| Task statement |
Return the records in full, exactly as given.

| Data entries |

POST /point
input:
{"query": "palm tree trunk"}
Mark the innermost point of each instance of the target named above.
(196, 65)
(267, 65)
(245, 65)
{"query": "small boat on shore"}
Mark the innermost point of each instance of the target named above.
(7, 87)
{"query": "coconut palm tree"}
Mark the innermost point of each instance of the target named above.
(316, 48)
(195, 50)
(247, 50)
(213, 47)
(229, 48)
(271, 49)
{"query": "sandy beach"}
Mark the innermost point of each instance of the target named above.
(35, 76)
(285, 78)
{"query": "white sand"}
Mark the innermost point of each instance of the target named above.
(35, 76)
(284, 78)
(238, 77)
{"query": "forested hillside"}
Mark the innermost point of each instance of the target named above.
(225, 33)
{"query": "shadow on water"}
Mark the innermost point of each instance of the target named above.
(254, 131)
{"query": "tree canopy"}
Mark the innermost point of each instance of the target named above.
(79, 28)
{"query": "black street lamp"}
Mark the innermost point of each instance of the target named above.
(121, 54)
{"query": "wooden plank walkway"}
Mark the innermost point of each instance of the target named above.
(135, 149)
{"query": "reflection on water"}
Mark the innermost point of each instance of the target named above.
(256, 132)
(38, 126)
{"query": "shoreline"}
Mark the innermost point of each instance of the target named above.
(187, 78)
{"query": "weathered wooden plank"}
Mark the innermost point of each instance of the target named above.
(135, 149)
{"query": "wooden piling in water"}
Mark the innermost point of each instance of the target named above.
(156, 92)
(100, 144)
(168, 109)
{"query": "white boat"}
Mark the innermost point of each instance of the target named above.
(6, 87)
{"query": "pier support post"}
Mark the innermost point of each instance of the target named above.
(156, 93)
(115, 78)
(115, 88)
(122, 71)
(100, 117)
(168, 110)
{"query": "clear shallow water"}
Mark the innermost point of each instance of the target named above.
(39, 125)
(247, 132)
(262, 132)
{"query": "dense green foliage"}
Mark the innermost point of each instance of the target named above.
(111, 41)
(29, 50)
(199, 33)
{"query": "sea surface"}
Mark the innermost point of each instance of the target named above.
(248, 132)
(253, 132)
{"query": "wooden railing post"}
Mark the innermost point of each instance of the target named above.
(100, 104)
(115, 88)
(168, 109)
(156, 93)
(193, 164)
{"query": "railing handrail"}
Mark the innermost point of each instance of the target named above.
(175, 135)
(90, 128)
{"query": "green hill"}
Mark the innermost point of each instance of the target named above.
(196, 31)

| Finished answer |
POST /point
input:
{"query": "palm tree trunk"}
Mark the innermost point of each instance of the target named above.
(196, 65)
(267, 65)
(245, 65)
{"query": "small boat on shore"}
Mark the innermost point of each instance of the target named above.
(7, 87)
{"query": "coconut palm tree"}
Mark the innermost point of each instance of the target named above.
(316, 48)
(195, 50)
(247, 50)
(213, 47)
(229, 48)
(271, 49)
{"query": "sandy beach"}
Mark the innermost point of each instance of the target named above.
(35, 76)
(285, 78)
{"query": "white sand"}
Mark the innermost point of each instance of the target named above.
(35, 76)
(284, 78)
(238, 77)
{"query": "forested hillside"}
Mark the innermost point of each instance of the target named above.
(225, 33)
{"query": "shadow on water"}
Mark the innermost point of each instance of the target named above.
(254, 131)
{"query": "tree canopy"}
Mark the innermost point of each instance of the target named above.
(79, 28)
{"query": "black street lamp"}
Mark the innermost point of each instance of the target named above.
(121, 54)
{"query": "wooden plank walkway"}
Mark the innermost point of each instance of the target named above.
(135, 149)
{"query": "reflection on water"}
Mark the innermost point of each instance of the target named above.
(256, 132)
(38, 126)
{"query": "shoreline"}
Mark the innermost point of each instance of the target named above.
(187, 78)
{"query": "weathered wooden plank"}
Mark the innermost point of each instance of the target named above.
(135, 149)
{"query": "wooden piling in water"}
Mark the innermost point of each instance of the target named above.
(156, 92)
(100, 144)
(168, 109)
{"query": "white boat"}
Mark the innermost point of each instance of the target named above.
(6, 87)
{"query": "pier support post"}
Mark the innermost point of each instance of the target named above.
(156, 93)
(115, 78)
(115, 88)
(122, 71)
(100, 117)
(168, 110)
{"query": "clear shallow water"}
Mark the innermost point of each instance of the target named above.
(39, 125)
(247, 132)
(262, 132)
{"query": "dense green foliage"}
Mark the innermost point of each instance of the target named above.
(111, 41)
(29, 50)
(199, 33)
{"query": "sea surface"}
Mark the innermost point of each instance of the target named above.
(248, 132)
(253, 132)
{"query": "wooden railing post"}
Mark the innermost point of each instance of the target named above.
(100, 104)
(115, 88)
(168, 109)
(156, 93)
(193, 164)
{"query": "railing handrail"}
Mark the innermost point of each instance of the target named above.
(175, 135)
(90, 128)
{"query": "green hill"}
Mark the innermost point of each instance of the target named above.
(196, 31)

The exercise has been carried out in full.